Challenge —
From the items below, extract every line containing the string "path". The match is case-sensitive.

[Stored data entries]
##########
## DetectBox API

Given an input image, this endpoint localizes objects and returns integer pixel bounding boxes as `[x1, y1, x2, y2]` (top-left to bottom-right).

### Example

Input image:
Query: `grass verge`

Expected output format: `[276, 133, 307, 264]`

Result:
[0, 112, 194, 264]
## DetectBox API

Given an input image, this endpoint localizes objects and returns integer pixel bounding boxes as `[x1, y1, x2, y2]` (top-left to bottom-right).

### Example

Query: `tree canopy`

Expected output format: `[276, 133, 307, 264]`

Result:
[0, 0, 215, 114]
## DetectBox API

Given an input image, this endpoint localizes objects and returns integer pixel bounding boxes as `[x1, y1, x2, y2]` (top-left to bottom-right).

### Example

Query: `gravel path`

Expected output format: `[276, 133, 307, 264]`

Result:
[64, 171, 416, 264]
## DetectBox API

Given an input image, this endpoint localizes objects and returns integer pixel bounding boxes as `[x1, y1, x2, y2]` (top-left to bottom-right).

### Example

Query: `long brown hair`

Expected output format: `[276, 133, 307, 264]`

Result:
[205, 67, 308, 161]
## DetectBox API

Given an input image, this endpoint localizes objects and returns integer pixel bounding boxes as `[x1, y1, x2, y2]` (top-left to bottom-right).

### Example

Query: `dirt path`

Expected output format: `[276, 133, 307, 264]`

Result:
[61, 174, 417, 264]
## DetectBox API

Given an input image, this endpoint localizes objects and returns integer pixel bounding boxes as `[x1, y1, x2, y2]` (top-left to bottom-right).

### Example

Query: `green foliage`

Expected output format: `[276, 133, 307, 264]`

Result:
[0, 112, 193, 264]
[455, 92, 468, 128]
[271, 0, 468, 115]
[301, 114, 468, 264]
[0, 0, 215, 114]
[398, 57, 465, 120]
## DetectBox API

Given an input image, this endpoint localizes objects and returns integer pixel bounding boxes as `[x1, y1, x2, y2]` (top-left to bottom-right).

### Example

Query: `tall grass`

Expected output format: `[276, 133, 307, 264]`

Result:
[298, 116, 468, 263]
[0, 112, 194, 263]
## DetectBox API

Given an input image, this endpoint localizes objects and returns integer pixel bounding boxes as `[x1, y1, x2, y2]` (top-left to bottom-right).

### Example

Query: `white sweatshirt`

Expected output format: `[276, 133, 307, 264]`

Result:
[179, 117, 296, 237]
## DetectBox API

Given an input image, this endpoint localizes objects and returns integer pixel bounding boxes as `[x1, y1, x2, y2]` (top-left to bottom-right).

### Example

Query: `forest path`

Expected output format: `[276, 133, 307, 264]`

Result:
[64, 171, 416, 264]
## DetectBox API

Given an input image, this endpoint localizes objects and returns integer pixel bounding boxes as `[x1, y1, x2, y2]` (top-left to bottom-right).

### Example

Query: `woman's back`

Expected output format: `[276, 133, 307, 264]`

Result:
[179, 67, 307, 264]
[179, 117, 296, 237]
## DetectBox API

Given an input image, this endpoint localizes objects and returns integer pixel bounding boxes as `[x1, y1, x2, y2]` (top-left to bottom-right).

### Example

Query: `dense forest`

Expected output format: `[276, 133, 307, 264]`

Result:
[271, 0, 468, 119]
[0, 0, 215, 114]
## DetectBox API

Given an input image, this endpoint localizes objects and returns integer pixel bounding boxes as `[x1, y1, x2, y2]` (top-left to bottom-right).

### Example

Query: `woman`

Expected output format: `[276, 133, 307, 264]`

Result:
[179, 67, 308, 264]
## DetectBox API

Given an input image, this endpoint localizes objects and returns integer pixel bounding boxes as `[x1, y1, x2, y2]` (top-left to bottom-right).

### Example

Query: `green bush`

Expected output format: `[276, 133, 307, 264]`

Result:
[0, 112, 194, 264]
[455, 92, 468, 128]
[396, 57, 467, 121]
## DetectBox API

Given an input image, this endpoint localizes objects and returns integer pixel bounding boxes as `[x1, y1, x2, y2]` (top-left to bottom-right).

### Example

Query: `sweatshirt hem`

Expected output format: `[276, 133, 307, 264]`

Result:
##########
Written answer —
Query: `gravel path`
Query: `dirt path`
Query: `forest path`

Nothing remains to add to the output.